[start Records]

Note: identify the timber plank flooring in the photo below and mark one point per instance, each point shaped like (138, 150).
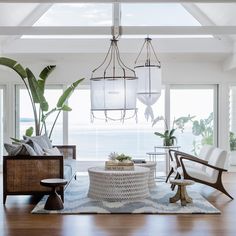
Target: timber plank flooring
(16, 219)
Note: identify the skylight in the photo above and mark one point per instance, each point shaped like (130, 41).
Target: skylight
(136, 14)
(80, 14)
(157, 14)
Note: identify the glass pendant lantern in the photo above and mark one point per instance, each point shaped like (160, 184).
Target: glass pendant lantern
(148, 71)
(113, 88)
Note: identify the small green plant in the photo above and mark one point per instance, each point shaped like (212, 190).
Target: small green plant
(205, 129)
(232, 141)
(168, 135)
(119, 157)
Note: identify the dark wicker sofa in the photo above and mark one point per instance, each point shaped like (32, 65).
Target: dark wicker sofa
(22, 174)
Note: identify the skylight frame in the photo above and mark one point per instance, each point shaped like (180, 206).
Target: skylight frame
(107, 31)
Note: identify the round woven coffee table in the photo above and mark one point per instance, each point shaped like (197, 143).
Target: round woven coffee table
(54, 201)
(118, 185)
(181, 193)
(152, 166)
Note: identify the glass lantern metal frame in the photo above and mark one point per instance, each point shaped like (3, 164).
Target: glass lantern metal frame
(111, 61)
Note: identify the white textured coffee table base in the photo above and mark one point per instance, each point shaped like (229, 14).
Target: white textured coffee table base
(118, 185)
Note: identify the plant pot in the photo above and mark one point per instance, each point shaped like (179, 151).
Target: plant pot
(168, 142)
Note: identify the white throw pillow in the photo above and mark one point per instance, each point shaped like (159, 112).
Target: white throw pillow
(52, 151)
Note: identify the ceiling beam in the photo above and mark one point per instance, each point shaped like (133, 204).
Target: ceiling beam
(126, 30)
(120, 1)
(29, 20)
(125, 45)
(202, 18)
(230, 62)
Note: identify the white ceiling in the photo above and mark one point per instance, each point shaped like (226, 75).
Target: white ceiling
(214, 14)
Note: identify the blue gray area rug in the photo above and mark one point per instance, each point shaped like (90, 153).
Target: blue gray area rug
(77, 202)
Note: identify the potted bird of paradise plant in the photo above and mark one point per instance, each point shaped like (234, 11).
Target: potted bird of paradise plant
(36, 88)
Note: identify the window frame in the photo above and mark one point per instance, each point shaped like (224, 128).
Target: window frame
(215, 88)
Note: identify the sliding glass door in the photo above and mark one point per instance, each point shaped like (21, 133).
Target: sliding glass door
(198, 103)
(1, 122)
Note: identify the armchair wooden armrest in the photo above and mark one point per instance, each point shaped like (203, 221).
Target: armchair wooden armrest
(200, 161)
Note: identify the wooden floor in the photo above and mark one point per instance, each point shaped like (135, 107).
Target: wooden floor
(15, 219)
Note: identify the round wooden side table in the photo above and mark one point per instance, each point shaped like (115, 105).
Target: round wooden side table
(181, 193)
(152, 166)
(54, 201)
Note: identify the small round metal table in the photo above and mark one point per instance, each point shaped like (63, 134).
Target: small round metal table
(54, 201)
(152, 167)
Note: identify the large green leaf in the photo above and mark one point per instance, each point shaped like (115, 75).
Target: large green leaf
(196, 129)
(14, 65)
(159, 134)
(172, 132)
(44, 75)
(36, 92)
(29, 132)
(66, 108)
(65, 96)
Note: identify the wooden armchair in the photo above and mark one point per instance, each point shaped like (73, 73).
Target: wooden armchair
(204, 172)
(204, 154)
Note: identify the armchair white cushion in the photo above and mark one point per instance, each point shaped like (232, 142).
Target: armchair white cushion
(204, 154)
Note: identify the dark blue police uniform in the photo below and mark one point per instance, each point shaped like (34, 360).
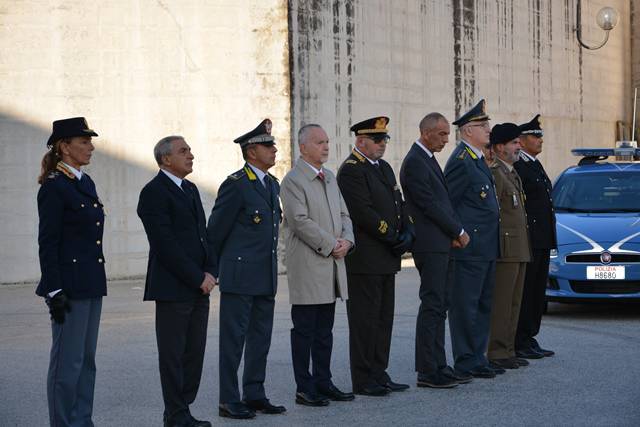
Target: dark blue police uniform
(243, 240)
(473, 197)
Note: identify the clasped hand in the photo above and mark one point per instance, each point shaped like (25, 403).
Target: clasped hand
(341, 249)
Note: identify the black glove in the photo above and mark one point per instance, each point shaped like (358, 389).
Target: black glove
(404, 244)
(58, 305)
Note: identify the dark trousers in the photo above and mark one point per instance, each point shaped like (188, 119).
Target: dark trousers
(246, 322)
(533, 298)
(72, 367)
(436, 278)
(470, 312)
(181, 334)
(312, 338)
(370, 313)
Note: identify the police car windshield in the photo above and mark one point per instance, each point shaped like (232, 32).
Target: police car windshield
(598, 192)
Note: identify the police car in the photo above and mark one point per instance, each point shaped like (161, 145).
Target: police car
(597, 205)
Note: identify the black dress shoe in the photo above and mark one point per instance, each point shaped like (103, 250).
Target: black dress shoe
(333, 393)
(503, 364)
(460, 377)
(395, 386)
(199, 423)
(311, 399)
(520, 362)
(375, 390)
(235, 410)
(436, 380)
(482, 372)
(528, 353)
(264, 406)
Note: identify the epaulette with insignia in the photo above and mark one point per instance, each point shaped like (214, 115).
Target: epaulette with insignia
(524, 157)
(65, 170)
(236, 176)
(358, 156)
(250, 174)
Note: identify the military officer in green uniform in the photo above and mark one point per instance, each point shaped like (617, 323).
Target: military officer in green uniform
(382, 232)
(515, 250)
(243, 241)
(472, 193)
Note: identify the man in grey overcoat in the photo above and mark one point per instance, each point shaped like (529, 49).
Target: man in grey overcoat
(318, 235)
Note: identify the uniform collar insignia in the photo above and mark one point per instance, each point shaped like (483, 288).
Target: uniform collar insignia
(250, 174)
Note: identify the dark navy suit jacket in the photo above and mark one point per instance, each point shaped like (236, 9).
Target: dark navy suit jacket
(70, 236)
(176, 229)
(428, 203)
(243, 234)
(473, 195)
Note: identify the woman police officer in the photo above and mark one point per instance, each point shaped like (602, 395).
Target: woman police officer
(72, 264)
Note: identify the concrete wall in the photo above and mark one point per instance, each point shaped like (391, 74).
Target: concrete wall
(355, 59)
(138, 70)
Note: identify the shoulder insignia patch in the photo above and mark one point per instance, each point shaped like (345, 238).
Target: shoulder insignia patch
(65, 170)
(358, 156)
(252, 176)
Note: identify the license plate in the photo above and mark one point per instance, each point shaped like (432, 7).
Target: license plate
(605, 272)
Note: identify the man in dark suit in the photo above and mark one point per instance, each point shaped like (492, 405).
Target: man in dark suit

[end Records]

→ **Instructions for the task**: Everything from the line containing "Note: identify the dark navy" through the last line of the records must be given again exactly; leave out all other lines.

→ **Complete response**:
Note: identify the dark navy suit jacket in the photo above and mark one point per instance, each point shaped like (236, 9).
Target: dark navy suit jacket
(70, 236)
(176, 229)
(428, 203)
(243, 234)
(473, 195)
Note: identify the woman police officer in the photo above and mark one point per instance, each point shaped like (602, 395).
Target: woman police officer
(72, 264)
Note: identify the concrete wall in the photo above and mark one point per instance, each point shaped like (391, 74).
Target: concrete wall
(355, 59)
(138, 70)
Note: identify the shoulder insignia patch in the photo above and mark one point per instance, each point shaped like (345, 238).
Target: shoulder insignia patch
(65, 170)
(358, 156)
(252, 176)
Note: identify the license plate in the photo above and mark one point per instance, each point shaped like (432, 7).
Target: license plate
(605, 272)
Note: identify the man in dark suit in the photo above and mark one point per instance, each point shaped like (492, 405).
Target: man in dark suit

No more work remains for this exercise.